#### TESTO SELEZIONATO:

....

Su questo tema mi sono già espresso in questo sito, perciò non mi ripeterò. Tuttavia, presa visione dell’intervento di Elena Grammann, relativo alla lettura critica del saggio di Franco Buffoni, voglio esprimere apprezzamento e condivisione nel merito e nel metodo.
Con l’occasione aggiungo una breve nota. Uno psicoterapeuta andrebbe incontro a reali difficoltà nel valutare spinte omosessuali significative in un paziente, per obiettive e molteplici considerazioni scientifiche. Figuriamoci, pertanto, se è possibile ipotizzare una simile valutazione sulla base di ‘tracce’ (scritte o comportamentali) personalmente interpretate. La ricerca forzata dell’omosessualità in Leopardi o in altri autori, che mai si sono dichiarati tali, al fine di una maggiore comprensione dell’opera, comporterebbe delle difficoltà interpretative veramente ardue, vanificate dall’esiguità dei risultati, nel migliore dei casi, come dimostra l’intervento di E. G.
Sulla ricerca, invece, di una visibilità attraverso questa operazione da parte di F. B. si è già detto, a pensare male di lui. Della difesa di una bandiera potrebbe anche essere, ma avrebbe solo una valenza limitata. Questo atteggiamento critico potrebbe anche significare la spia di un disagio esistenziale da parte di F.B. , ma il problema appartiene a lui. Resto dell’opinione, come ho già avuto modo di dire, che ci troviamo di fronte a un fenomeno di sotto-cultura, moralismi esclusi, con tutte le conseguenze perniciose che porta con sé, forzando la mano all’autore e snaturando e sminuendo il valore dell’opera.
Questa svilente operazione contro un poeta come Giacomo Leopardi, che abbiamo imparato ad amare fin da giovani anche per le figure di Nerina e di Silvia, e che rappresenta una delle pietre miliari nel percorso della poesia e del pensiero moderno, ed è una delle eccellenze della nostra tradizione letteraria, mi risulta particolarmente invisa. E’ il segno di un’arroganza ideologica che va ben al di là di una presunta difesa contro l’omofobia. Invito. perciò, a una seria riflessione.
…non mi sembra per niente interessante questa indagine di Franco Buffoni sull’orientamento sessuale di letterati del passato, indagine che non sfocia da nessuna parte e che non viene assolutamente richiesta o rivendicata (?)…Mi sembrerebbe, invece, interessante una ricerca sulla repressione -e, spesso, conseguente autorepressione- di bisogni, istinti, desideri nel corso dei secoli esercitata su persone ritenute fragili o diverse nell’ambito della società. Vere persecuzioni da parte di istituzioni religiose, sociali e politiche, in grado di mortificare, spesso nel senso letterale, la natura umana nelle sue piu’ comuni manifestazioni private ed affettive…Sto pensando a persone di orientamento sessuale vario ( non diverso), ma anche alla storia delle donne…Forse corro troppo pensando ad un esempio che conosciamo tutti: la monaca di Monza…Poteva lei “venir fuori?”

....

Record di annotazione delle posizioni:
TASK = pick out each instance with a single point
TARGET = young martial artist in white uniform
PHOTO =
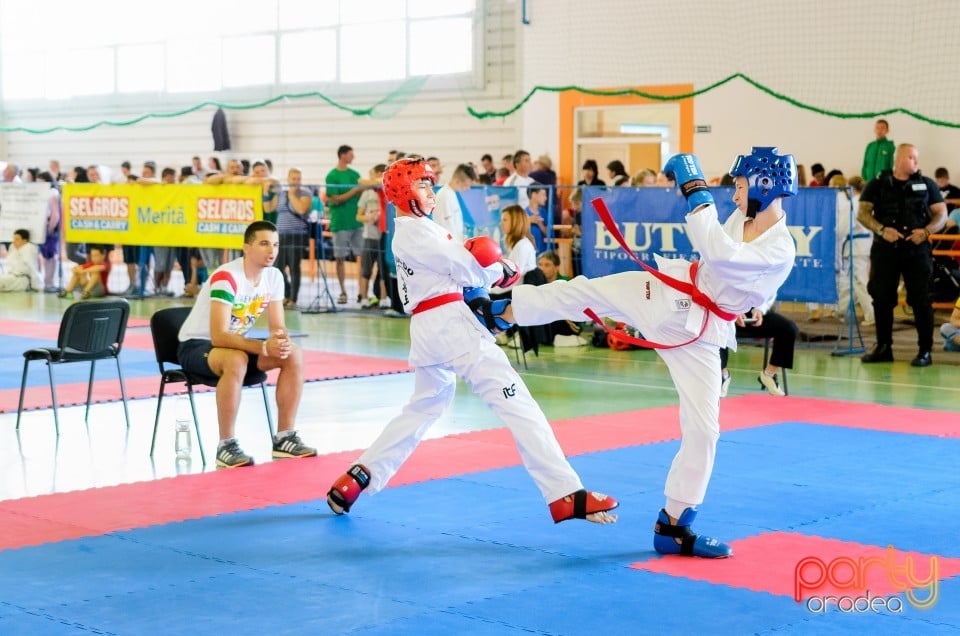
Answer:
(742, 264)
(447, 341)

....

#### RICHIESTA 1:
Disponga in un elenco numerato tutte le righe dei record di annotazione delle posizioni, tralasciando le righe vuote ed escludendo le immagini.
#### RICHIESTA 2:
Prosegua il testo sull'indagine di Franco Buffoni riguardo a Leopardi a partire dal punto in cui termina.

#### ESITO DEL COMPITO 1:
1. TASK = pick out each instance with a single point
2. TARGET = young martial artist in white uniform
3. PHOTO =
4. Answer:
5. (742, 264)
6. (447, 341)

#### ESITO DEL COMPITO 2:
In realtà nel libro di Buffoni c’è, e anche marcata, la denuncia della repressione e autorepressione – quello che lui chiama con scelta lessicale efficace lo “stigma” che a lungo ha afflitto e in parte ancora affligge gli omosessuali. E’ il nucleo tematico che chiamo (sbrigativamente) martirologio. Ma Buffoni si concentra esclusivamente sull’omosessualità (maschile) e le difficoltà che ha incontrato, mentre il campo privato-affettivo incanalato a forza e dolorosamente in strutture rigidamente imposte, come fai notare, è molto più vasto e differenziato. In altre parole, il verso “in che peccai bambina”, che Buffoni riferisce allo stato d’animo dell’adolescente che si scopre omosessuale in un contesto familiare e sociale omofobo, individua, leopardianamente, un dolore molto più fondamentale e legato allo stato umano.
Il problema del libro di Buffoni, in generale, è che mischia militanza anti-omofoba e critica letteraria, cioè due cose che non hanno ragione di andare assieme.
Grazie della lettura e del commento …
“al di là di questi casi-limite infamanti per la memoria del personaggio”… Mi riferivo a Wittgenstein in particolare. Questa precisazione dovevo farla.
Gentile Davide Morelli,
conosco poco la biografia di Wittgenstein, tuttavia, proprio in nome della differenza che fa lei fra etica e morale (o meglio etica e comportamento privato), e pure sulla scia della bella poesia di Montale che ci ha offerto, io lascerei cadere del tutto l’aggettivo “infamanti”.
Gentile Elena, tutto sommato ha ragione, anche se potrei muovere delle obiezioni. Condivido comunque pienamente il suo saggio breve. Riguardo a Wittgenstein ritengo che il miglior libro sulla sua persona sia quello di Norman Malcolm. Non credo che sia una agiografia e ritengo che renda bene l’idea della vita del grande filosofo.
Una precisazione. Quando nel paragrafo Sessualità suggerisco che Buffoni, con le sue rivelazioni che dovrebbero smuovere chissà che acque, non è affatto all’avanguardia ma anzi piuttosto alla retroguardia, intendo questo:
“Oggi, 23 settembre, è la giornata mondiale della visibilità bisessuale.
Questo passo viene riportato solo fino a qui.